● WRITTEN REQUEST 1:
In the mailing-list thread about file permissions, what file mode bits are set on the listed files under /var/run and /var/lock?

● TEXT SHOWN:
[start]
On 05/11/11 13:23, Henrique de Moraes Holschuh wrote:
> On Wed, 11 May 2011, Mike Mestnik wrote:
>> On 05/11/11 01:37, helpermn wrote:
>>> On Tue, 10 May 2011, Henrique de Moraes Holschuh <hmh@debian.org> wrote:
>>>> On Tue, 10 May 2011, helpermn wrote:
>>>>> I imagine why files listed below have 666 file mode bits set:
>>>>> /var/run/checkers.pid
>>>>> /var/run/vrrp.pid
>>>>> /var/run/keepalived.pid
>>>>> /var/run/starter.pid
>>>>> /var/lock/subsys/ipsec
>>>>> ....
>>>> You could get the initscripts to send signals to any PID you want, so
>>>> yes, it is a nasty security issue.
>>>>
>> It should be mandatory for initscripts to verify the pid is indeed an
>> instance of there daemon.
>>
>> ...as well as correcting the world writable bit.
[end]
● WRITTEN REQUEST 2:
Identify every line of the records that contains the string "body", and copy each one. Case counts.

● TASK DATA:
[start]
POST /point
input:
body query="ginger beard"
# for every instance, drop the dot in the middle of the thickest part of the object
[end]
[start]
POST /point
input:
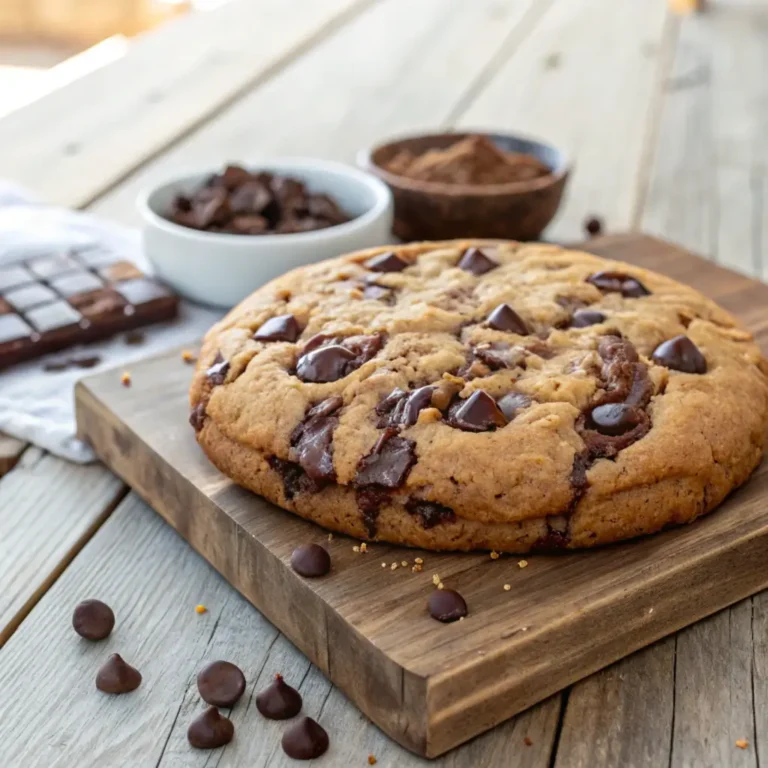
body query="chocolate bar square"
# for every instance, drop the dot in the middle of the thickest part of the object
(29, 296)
[end]
● FINISHED ANSWER 1:
666

● FINISHED ANSWER 2:
body query="ginger beard"
body query="chocolate bar square"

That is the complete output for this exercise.